• TO BE DONE
Please pull out every line of the listing below that contains the word "person", treating uppercase and lowercase as different.

• DATASET CONTENT
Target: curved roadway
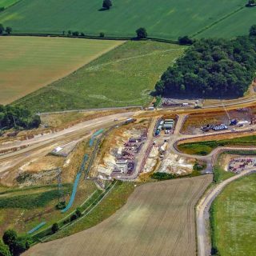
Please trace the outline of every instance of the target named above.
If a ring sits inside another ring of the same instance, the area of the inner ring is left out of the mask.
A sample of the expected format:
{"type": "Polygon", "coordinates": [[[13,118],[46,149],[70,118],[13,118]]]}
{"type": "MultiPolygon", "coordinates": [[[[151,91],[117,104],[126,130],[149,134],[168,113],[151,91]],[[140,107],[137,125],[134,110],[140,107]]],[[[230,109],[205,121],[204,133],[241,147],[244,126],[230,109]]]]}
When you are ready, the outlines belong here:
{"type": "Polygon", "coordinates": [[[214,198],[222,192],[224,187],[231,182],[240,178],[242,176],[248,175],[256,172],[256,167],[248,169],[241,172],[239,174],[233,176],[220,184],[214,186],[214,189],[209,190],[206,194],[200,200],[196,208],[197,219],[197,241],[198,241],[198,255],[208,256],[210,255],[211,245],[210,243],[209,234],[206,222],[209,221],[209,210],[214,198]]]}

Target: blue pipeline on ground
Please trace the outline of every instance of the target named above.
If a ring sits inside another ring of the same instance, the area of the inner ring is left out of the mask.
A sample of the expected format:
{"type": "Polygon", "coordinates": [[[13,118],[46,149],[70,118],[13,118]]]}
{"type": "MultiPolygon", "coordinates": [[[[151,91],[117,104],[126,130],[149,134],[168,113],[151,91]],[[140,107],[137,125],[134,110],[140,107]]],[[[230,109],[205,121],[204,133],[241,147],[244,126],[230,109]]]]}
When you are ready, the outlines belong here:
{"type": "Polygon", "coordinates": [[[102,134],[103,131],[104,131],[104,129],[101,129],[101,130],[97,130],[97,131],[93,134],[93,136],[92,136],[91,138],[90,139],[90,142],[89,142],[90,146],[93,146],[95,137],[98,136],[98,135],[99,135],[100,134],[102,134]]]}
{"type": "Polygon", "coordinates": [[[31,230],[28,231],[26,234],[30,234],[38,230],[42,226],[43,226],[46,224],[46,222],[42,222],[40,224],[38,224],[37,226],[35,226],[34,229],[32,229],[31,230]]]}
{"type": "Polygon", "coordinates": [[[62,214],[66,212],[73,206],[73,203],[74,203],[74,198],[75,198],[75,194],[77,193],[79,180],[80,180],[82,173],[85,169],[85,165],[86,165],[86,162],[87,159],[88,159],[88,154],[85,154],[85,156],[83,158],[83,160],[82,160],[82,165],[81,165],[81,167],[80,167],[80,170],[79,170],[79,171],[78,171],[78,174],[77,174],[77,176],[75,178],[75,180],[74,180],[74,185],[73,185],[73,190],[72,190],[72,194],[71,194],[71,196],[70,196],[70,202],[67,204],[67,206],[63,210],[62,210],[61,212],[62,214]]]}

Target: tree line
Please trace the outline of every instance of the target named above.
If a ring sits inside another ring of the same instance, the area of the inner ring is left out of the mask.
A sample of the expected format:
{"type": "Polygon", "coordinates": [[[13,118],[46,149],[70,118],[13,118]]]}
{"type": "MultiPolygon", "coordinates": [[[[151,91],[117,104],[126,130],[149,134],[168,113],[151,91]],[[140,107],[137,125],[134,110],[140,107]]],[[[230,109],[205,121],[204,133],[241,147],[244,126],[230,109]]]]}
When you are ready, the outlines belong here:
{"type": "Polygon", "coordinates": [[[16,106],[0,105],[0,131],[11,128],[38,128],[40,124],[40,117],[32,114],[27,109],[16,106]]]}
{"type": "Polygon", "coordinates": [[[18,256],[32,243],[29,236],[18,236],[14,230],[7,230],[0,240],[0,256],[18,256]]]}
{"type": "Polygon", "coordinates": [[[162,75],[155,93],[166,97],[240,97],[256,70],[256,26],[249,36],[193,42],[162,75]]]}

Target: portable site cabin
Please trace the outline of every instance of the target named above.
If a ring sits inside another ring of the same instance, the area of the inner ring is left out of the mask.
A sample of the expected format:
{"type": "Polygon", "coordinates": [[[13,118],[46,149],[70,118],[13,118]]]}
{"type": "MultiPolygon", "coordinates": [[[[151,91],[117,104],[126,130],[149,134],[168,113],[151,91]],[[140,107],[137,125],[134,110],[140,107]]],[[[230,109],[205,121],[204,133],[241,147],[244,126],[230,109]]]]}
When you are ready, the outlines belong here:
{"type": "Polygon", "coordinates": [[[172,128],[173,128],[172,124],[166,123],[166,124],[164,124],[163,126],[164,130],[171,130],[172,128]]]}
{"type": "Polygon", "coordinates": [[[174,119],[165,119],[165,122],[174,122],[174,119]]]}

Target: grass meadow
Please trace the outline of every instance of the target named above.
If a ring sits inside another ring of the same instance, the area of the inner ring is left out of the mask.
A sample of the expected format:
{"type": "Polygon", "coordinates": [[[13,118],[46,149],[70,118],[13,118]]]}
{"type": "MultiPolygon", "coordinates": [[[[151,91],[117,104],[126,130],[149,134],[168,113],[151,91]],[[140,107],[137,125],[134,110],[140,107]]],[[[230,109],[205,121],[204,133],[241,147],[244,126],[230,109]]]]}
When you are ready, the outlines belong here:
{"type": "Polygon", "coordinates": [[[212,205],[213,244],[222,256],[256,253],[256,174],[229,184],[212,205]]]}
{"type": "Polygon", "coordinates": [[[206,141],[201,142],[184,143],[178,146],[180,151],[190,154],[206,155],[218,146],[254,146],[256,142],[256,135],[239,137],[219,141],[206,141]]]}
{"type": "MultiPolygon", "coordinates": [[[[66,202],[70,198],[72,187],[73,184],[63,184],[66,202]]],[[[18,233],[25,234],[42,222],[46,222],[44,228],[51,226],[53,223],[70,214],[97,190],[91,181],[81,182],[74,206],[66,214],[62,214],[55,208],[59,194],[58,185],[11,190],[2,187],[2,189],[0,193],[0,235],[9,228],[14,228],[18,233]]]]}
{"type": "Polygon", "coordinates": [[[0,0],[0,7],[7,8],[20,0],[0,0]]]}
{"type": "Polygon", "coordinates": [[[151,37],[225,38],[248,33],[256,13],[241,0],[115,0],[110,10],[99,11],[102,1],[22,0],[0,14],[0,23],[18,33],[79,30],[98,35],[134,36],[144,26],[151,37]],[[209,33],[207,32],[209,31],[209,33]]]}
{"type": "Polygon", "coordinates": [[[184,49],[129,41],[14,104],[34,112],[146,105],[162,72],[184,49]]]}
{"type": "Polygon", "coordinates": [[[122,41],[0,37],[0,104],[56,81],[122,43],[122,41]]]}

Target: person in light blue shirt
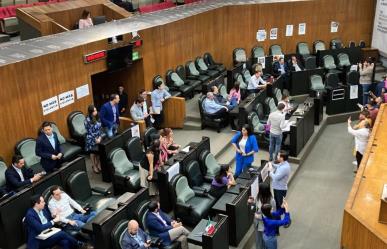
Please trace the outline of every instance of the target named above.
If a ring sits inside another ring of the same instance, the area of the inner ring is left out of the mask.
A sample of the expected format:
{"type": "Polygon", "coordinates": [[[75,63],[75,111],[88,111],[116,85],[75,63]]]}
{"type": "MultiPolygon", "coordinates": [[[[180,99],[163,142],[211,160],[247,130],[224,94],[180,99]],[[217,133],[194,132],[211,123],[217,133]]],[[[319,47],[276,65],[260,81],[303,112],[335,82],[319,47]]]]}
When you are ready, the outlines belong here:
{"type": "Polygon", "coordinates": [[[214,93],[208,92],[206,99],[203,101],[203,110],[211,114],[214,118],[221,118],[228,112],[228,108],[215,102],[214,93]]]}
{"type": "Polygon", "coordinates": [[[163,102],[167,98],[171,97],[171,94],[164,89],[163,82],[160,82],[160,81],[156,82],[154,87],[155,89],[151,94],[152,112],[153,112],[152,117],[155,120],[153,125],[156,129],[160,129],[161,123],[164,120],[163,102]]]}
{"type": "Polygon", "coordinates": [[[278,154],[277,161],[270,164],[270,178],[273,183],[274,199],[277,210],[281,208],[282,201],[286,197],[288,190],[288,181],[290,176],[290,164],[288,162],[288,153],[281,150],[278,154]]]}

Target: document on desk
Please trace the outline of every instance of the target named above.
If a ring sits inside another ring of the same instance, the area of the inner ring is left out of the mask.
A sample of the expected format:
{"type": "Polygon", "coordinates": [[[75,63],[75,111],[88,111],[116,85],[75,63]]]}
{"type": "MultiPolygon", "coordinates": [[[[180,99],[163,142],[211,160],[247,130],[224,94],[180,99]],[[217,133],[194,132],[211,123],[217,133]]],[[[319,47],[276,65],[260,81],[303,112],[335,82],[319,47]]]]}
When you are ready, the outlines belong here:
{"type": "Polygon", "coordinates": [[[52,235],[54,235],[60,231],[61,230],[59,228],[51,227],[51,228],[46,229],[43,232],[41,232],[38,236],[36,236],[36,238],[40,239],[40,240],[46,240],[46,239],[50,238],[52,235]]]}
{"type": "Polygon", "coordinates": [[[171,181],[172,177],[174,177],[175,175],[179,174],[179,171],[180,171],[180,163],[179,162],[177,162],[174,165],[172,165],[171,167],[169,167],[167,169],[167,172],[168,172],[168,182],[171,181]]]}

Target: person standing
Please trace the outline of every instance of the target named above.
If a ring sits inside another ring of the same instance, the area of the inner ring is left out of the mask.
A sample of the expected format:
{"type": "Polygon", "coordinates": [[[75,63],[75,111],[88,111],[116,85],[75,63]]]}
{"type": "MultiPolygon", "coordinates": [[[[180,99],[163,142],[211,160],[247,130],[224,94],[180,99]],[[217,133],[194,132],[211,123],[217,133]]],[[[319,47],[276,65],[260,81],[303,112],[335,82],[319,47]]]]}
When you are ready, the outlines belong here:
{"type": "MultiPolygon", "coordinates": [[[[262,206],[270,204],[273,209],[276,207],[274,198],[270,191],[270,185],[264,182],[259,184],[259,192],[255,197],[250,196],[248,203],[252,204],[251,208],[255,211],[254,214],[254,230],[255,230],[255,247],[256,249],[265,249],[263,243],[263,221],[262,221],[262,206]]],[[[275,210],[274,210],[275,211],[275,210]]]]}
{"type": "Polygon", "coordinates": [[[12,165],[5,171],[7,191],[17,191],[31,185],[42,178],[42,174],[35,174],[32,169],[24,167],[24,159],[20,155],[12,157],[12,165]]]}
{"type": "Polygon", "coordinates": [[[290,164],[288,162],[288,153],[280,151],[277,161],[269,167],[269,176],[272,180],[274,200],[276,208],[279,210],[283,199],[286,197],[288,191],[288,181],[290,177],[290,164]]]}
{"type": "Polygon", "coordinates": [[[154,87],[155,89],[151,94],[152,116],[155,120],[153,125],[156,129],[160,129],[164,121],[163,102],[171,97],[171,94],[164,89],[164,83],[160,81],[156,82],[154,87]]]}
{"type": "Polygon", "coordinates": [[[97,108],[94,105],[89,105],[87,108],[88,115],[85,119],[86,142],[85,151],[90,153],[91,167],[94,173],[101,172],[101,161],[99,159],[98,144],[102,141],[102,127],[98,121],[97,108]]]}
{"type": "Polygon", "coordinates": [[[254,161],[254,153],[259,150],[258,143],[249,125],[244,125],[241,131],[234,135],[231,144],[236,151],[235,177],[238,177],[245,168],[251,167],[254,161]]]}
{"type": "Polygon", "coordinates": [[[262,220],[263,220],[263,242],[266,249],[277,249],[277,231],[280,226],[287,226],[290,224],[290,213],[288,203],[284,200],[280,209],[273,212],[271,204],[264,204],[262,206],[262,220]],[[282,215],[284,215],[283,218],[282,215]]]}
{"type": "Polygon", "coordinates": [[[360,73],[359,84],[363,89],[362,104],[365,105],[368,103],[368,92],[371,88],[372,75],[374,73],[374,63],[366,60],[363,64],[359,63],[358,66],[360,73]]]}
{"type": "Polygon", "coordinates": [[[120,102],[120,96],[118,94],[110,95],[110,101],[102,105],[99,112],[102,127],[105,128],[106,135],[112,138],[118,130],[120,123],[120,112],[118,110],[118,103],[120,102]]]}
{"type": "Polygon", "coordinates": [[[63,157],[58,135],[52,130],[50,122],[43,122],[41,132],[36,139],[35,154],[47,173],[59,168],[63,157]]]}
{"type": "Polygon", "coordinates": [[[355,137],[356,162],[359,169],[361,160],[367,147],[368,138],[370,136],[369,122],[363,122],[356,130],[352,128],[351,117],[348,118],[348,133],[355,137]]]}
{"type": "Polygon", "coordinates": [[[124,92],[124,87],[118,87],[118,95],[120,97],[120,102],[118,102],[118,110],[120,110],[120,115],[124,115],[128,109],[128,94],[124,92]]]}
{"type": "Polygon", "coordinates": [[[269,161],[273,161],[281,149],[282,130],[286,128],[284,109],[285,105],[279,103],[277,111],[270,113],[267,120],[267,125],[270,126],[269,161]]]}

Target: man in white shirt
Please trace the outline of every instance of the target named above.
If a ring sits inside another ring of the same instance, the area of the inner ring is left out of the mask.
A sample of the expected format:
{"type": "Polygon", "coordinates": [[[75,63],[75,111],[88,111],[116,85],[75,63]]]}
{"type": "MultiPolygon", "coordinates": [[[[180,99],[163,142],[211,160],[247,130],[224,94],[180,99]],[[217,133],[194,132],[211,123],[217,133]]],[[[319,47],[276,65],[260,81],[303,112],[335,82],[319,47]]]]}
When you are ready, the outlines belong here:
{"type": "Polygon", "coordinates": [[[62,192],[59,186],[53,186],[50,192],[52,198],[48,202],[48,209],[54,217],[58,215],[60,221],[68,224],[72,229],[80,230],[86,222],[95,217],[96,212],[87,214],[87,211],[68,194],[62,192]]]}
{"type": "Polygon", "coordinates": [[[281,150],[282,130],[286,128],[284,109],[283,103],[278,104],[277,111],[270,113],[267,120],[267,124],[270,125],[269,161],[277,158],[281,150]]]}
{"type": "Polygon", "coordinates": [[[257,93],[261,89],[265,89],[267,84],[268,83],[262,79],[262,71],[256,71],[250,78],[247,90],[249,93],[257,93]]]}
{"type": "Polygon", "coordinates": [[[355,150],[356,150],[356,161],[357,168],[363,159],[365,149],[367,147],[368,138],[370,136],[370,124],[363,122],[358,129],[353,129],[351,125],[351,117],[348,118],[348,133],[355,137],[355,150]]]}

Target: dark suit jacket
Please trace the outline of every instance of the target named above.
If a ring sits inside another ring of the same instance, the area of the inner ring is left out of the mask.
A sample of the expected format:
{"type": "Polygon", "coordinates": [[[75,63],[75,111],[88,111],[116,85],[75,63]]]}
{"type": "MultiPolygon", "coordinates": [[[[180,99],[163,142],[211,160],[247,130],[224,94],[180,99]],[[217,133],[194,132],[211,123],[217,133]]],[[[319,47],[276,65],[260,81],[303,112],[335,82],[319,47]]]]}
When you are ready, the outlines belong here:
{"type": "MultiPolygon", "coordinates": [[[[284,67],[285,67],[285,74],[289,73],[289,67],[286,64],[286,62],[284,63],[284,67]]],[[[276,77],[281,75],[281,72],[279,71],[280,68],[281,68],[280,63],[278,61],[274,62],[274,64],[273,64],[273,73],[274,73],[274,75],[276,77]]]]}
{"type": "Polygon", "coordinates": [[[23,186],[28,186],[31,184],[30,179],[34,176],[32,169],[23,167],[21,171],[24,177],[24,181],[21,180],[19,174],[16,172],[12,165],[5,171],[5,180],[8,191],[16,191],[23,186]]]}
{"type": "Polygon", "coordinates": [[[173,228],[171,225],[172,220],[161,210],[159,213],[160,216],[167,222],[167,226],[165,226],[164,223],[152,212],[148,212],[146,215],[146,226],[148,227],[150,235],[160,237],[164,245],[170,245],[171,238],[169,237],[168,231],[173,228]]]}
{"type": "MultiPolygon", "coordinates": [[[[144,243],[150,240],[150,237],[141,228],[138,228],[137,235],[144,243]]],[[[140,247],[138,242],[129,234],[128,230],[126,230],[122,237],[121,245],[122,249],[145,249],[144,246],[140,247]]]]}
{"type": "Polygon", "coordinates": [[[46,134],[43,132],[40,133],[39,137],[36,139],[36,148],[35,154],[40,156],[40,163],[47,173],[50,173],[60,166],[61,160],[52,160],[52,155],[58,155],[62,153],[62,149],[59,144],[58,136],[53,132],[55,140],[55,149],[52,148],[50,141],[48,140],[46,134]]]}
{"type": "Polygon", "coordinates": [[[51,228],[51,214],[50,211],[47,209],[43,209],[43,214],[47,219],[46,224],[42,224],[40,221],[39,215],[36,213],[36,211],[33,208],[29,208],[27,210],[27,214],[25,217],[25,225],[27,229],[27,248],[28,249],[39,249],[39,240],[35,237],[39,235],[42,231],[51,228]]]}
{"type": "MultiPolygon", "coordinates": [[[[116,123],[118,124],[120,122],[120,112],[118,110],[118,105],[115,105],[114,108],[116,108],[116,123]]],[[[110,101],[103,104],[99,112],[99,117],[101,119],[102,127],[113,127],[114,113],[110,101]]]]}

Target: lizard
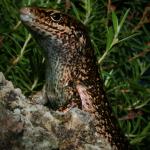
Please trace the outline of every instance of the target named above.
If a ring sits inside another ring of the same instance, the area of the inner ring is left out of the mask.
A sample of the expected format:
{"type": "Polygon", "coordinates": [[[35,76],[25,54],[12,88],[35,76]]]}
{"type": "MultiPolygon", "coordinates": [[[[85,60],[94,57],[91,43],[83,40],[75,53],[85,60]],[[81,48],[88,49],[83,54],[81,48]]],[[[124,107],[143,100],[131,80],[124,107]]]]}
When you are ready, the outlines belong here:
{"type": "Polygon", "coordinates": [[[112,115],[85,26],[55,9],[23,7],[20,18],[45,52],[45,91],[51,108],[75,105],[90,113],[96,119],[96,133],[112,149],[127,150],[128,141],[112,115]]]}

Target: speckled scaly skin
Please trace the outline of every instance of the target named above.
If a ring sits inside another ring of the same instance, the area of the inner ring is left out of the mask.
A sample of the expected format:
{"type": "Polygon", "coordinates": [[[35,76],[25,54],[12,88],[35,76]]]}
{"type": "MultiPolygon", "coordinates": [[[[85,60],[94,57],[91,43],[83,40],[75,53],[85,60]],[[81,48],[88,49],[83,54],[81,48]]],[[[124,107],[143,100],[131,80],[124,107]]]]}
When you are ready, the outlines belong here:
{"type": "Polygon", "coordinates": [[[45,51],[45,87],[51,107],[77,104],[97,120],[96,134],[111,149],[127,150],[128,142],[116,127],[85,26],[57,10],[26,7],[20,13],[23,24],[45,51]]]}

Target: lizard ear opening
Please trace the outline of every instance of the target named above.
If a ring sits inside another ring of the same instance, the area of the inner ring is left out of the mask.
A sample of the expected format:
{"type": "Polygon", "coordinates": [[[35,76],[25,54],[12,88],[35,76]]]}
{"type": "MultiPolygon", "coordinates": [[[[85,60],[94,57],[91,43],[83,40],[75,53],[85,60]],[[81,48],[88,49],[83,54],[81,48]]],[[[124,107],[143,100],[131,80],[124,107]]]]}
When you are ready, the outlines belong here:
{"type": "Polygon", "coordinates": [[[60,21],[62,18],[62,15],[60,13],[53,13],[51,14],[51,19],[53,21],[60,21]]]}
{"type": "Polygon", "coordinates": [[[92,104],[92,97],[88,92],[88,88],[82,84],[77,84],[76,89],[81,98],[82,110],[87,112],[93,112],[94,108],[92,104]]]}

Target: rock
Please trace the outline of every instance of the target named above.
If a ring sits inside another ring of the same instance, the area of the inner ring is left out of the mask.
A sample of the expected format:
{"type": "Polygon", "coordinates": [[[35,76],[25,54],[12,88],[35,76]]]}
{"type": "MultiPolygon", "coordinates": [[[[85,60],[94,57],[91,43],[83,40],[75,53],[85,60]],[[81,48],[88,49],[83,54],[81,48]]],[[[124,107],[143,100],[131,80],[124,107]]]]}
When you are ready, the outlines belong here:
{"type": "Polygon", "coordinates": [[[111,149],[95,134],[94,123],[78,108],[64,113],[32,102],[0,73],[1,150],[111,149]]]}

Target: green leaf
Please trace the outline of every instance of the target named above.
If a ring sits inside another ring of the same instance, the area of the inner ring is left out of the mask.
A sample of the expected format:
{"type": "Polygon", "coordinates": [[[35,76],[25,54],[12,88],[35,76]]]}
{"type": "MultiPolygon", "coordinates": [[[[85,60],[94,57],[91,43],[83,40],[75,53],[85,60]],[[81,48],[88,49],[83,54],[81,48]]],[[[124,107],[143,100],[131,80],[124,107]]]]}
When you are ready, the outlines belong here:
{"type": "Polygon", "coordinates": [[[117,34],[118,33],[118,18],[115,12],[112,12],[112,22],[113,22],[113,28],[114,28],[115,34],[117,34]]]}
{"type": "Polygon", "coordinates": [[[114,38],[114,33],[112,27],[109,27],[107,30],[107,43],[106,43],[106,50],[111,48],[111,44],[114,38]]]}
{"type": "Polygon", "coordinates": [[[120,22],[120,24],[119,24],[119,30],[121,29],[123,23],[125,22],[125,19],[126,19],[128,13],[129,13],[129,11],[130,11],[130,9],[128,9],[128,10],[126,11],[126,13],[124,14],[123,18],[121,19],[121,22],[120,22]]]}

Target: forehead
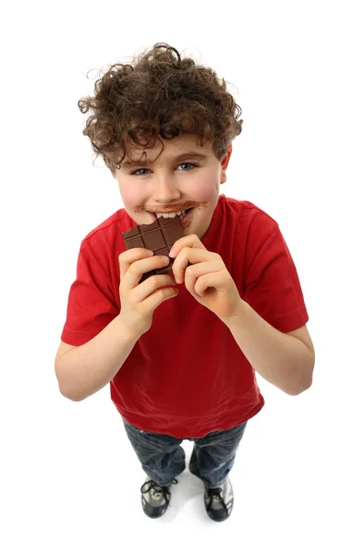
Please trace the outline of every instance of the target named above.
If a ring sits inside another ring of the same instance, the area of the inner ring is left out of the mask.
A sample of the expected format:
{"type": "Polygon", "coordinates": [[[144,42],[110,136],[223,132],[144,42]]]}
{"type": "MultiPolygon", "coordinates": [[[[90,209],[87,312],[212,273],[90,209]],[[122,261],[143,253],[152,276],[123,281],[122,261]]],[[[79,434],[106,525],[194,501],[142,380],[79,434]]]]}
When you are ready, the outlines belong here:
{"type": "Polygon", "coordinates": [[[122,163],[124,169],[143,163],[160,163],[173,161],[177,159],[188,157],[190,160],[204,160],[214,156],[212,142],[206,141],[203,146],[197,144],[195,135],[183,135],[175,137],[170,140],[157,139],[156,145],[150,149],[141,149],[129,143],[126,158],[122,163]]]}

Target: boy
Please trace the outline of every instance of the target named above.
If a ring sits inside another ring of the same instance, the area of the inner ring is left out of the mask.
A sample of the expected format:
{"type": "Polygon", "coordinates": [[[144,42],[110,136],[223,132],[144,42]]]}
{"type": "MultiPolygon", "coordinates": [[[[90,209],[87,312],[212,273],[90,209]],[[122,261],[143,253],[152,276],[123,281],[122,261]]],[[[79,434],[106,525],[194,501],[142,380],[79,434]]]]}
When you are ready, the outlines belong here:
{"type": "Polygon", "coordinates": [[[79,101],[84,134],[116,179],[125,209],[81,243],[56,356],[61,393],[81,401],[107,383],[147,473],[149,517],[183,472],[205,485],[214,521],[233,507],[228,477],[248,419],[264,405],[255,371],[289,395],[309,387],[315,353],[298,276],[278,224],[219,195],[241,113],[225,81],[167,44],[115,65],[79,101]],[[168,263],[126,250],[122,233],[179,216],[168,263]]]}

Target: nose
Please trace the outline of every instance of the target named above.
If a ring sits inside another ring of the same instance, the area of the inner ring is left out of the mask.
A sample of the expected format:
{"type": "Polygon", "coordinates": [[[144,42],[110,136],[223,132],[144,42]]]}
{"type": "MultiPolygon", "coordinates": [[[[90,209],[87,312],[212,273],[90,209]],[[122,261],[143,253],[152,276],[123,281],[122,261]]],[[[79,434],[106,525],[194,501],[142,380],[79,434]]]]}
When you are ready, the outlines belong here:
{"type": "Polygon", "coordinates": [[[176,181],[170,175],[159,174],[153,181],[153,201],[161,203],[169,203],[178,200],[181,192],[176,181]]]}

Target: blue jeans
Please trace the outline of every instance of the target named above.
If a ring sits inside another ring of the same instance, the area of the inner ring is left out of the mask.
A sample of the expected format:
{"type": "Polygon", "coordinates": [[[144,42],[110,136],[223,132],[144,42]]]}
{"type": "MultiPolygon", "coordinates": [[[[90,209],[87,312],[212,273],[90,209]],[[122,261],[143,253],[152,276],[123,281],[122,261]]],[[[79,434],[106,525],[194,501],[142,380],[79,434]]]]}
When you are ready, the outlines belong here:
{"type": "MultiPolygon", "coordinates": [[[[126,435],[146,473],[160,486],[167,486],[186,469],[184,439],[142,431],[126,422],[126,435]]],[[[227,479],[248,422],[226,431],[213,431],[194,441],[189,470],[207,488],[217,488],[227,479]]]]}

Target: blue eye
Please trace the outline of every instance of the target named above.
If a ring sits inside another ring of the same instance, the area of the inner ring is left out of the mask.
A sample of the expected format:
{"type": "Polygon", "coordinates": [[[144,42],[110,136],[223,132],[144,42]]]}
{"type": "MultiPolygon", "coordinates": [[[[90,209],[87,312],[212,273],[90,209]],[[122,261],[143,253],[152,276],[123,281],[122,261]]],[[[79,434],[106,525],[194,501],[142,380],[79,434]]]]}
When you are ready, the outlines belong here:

• RESPONSE TO THIS TASK
Target: person in light blue shirt
Target: person standing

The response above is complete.